TO DO: Reproduce the nutrition-planning text below word for word, from "Aim to eat between" up to and including "Institute of Medicine.".
--- PASSAGE PROVIDED Enclosed Below ---
Subtract calories from your daily allowance for maintaining weight if you are trying to lose weight. Since 3,500 calories equal a pound of fat, subtracting 500 calories per day from your maintenance level will result in about 1 pound of weight loss per week for most people.

Step 3

Determine how many grams of fat you should consume in a day by multiplying the number of total calories you should eat each day by 0.3. The result is how many calories should come from fat. Divide this result by nine to determine about how many grams of total fat you should aim for each day. Make a note of your total allowed fat grams for the day to remind you to choose low-fat foods.

Step 4

Aim to eat between 10 and 35 percent of your daily calories from protein. Write down healthy sources of protein you can include in your diet, such as beans, skinless poultry, fish, nuts, seeds and low-fat dairy products.

Step 5

Try to get between 45 and 65 percent of your daily calories from carbohydrates. Include choices for complex carbohydrates that fuel your body in your plan, such as whole grains and beans, while limiting simple carbs, like sugars.

Step 6

Write down healthy sources of fiber to incorporate in your nutrition plan, such as fruits, vegetables, beans and whole-grains. Women should consume 21 to 25 grams of fiber per day, while men should aim for 30 to 38 grams, according to the Institute of Medicine.

Step 7

Limit your daily cholesterol to 300 milligrams or less and aim for no more than 2,300 milligrams of sodium daily. Write down these numbers so that you can track your daily progress by checking nutrition labels.

Step 8

Plan your meals in advance so that you know what you will eat the next day. Planning ahead can help you avoid making poor nutrition choices, like running out for fast food when you could have planned and packed a healthy lunch.
--- End of Enclosed PASSAGE PROVIDED ---
--- RECORDS SUPPLIED Enclosed Below ---
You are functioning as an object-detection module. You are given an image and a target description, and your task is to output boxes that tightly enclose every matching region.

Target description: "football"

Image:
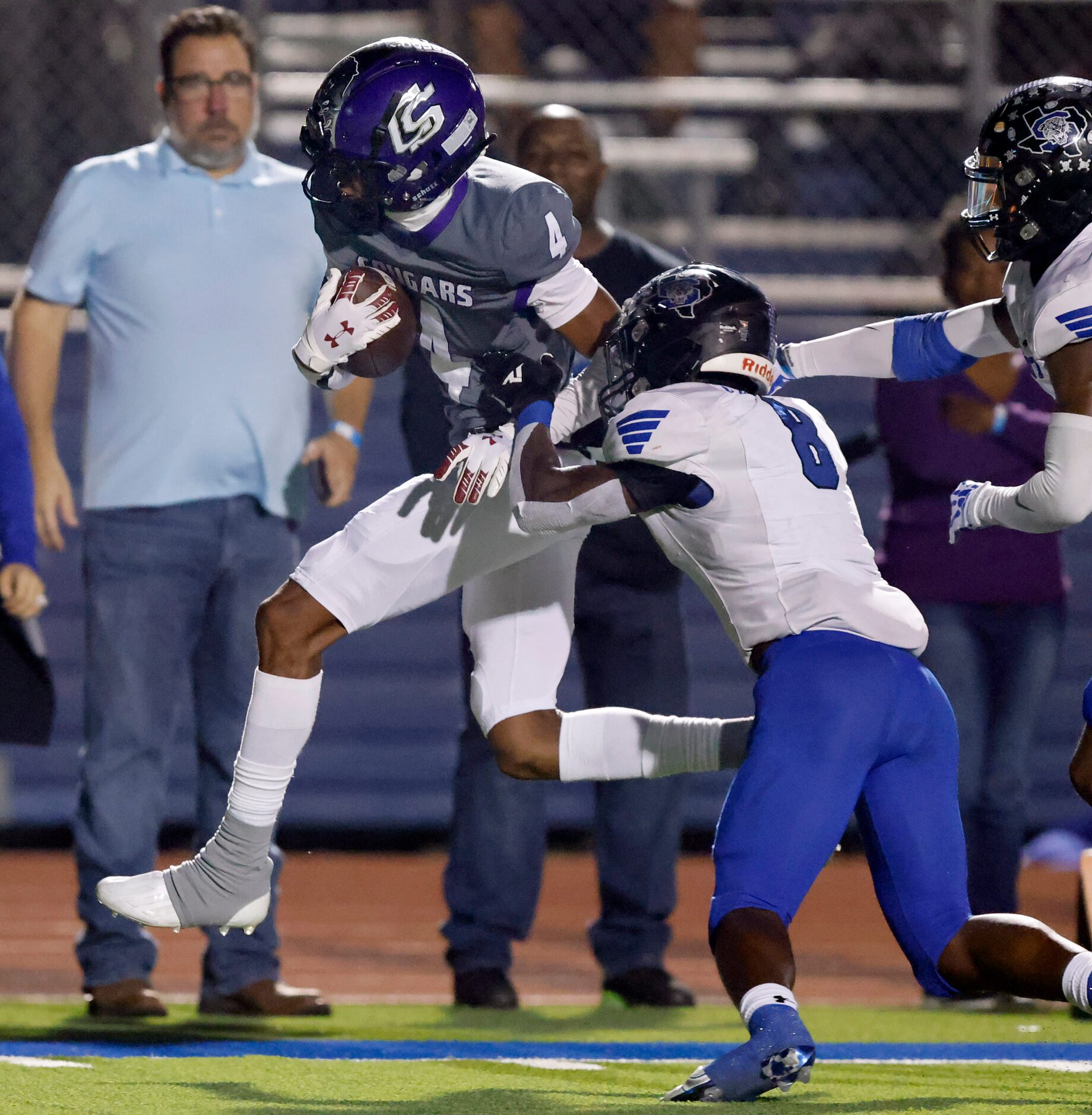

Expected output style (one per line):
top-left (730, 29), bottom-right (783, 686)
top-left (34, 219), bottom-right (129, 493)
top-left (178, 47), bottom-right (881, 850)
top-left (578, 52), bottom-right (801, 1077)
--- End of Enclosed RECORDS SUPPLIED ---
EXERCISE RESPONSE:
Aim to eat between 10 and 35 percent of your daily calories from protein. Write down healthy sources of protein you can include in your diet, such as beans, skinless poultry, fish, nuts, seeds and low-fat dairy products.

Step 5

Try to get between 45 and 65 percent of your daily calories from carbohydrates. Include choices for complex carbohydrates that fuel your body in your plan, such as whole grains and beans, while limiting simple carbs, like sugars.

Step 6

Write down healthy sources of fiber to incorporate in your nutrition plan, such as fruits, vegetables, beans and whole-grains. Women should consume 21 to 25 grams of fiber per day, while men should aim for 30 to 38 grams, according to the Institute of Medicine.